▶ SZCZEGÓŁY ZADANIA
Pokaż, przepisując bez zmian, każdy wiersz poniższych danych, w którym występuje słowo „white”. Wielkość liter ma znaczenie.

————————

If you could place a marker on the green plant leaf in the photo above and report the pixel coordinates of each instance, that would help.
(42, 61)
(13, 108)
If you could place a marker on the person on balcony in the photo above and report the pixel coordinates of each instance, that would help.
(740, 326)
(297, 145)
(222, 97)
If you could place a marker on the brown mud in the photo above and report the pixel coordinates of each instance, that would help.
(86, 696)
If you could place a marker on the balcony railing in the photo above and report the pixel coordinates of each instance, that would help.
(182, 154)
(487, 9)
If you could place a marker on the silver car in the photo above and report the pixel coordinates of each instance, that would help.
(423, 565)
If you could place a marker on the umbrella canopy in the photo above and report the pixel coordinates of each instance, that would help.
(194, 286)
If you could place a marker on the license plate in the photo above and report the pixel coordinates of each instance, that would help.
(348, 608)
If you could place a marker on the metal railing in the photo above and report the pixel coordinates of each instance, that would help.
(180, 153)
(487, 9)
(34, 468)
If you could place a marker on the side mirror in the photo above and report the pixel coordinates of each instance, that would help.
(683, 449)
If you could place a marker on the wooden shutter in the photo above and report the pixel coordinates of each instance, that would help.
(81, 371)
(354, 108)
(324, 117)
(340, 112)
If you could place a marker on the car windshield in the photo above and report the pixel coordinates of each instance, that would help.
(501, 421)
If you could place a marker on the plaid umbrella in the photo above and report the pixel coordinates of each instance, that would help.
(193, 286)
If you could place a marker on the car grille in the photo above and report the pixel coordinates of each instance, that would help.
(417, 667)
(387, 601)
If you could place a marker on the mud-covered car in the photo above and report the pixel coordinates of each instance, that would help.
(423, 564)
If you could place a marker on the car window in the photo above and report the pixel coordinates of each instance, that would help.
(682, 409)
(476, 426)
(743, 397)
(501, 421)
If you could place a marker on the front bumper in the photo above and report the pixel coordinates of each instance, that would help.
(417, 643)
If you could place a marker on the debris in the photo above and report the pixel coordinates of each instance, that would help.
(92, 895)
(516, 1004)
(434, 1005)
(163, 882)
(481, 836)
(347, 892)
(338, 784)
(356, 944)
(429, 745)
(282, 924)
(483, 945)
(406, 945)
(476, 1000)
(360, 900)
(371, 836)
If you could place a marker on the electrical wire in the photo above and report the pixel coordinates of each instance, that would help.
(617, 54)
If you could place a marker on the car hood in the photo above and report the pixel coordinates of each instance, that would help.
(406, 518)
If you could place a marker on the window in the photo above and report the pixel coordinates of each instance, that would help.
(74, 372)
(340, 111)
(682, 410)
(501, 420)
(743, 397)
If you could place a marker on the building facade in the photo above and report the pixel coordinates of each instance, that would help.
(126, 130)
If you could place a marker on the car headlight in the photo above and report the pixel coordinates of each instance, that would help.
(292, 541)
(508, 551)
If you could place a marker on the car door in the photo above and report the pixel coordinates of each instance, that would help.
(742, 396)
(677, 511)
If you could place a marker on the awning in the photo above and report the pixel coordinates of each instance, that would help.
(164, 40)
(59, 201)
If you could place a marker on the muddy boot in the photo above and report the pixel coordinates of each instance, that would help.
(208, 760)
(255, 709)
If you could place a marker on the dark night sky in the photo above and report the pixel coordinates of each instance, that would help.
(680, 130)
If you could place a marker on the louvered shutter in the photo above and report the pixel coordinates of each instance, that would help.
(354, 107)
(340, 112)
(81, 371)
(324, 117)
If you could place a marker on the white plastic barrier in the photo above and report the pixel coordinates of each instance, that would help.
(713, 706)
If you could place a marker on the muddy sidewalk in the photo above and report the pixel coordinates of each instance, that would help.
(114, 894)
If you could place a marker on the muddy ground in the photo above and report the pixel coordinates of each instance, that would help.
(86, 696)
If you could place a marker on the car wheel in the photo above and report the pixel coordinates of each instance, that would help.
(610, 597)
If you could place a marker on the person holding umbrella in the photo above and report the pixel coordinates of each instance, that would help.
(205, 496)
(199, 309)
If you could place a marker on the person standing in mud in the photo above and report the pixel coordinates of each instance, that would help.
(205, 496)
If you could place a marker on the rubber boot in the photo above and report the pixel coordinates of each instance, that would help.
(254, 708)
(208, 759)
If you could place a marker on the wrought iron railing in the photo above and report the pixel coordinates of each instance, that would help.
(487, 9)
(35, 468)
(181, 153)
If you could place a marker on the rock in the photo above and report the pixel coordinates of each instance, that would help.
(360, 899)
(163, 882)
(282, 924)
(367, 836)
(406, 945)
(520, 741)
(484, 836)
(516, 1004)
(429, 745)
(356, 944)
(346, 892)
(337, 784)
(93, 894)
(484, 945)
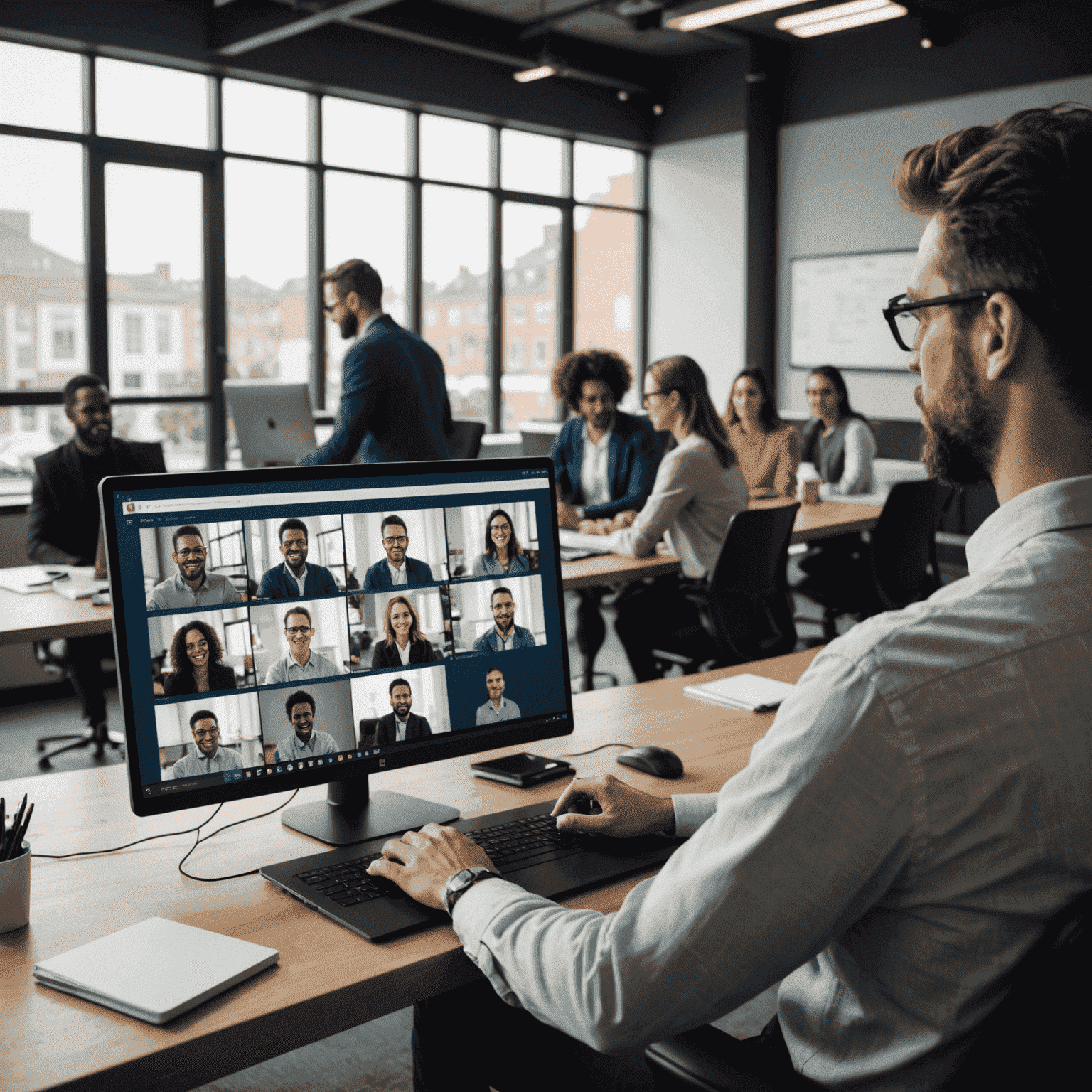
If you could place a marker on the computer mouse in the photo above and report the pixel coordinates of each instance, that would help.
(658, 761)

————————

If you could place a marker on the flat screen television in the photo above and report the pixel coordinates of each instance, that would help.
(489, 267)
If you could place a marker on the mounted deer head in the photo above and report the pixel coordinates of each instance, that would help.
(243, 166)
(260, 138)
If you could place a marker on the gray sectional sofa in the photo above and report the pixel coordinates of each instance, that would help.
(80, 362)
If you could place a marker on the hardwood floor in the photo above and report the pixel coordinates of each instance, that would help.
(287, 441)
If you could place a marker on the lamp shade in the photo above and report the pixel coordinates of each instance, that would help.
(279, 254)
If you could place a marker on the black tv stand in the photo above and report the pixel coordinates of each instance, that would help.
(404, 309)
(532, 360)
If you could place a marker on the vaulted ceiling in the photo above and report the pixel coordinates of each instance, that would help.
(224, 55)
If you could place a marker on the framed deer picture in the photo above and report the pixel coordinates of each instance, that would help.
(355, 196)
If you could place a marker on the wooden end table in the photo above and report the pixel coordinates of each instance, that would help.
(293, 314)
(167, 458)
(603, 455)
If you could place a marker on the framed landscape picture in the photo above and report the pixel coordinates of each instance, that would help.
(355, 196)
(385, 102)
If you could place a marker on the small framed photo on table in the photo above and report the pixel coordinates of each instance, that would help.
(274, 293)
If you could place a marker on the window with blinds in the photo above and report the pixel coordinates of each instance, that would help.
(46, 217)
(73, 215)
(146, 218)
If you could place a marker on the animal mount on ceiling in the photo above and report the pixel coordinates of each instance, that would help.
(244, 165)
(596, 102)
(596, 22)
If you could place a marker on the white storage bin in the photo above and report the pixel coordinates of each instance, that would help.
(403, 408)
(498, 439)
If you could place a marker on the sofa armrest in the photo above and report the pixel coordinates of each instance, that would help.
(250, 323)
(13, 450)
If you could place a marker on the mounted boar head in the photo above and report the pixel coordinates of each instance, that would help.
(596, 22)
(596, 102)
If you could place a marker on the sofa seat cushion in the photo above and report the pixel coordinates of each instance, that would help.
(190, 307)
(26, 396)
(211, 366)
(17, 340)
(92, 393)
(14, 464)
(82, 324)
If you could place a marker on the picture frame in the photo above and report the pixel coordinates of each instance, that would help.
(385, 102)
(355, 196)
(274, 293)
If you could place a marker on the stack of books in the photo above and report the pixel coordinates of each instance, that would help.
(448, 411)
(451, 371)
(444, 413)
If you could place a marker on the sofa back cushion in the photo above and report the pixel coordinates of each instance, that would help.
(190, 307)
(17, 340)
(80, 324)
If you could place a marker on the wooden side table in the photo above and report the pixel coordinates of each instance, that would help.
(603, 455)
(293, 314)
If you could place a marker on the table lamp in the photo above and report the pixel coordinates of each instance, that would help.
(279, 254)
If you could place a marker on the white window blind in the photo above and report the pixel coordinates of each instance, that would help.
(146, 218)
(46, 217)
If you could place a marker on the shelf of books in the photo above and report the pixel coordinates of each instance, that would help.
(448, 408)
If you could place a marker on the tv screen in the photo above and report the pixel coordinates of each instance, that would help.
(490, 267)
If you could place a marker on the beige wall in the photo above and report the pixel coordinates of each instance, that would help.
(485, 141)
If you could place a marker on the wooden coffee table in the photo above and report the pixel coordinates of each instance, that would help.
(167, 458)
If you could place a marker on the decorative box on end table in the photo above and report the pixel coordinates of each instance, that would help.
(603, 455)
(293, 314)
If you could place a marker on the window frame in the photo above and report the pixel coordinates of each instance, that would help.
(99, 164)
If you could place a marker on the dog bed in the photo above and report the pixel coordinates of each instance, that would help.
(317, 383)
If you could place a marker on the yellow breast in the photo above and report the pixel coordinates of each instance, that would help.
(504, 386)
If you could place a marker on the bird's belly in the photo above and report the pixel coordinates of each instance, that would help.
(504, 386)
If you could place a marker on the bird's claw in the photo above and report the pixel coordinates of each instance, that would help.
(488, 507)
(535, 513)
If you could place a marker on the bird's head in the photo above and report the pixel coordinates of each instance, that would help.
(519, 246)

————————

▶ ODPOWIEDŹ KOŃCOWA
If you could place a marker on the white plastic barrier in the photo above and report the pixel coordinates of each instance, that would help.
If you could place a marker on the white storage bin in the photo above and report the pixel coordinates of each instance, that would help.
If you could place a marker on the white window blind in the photo above and report the pixel coordinates of each instance, that would help.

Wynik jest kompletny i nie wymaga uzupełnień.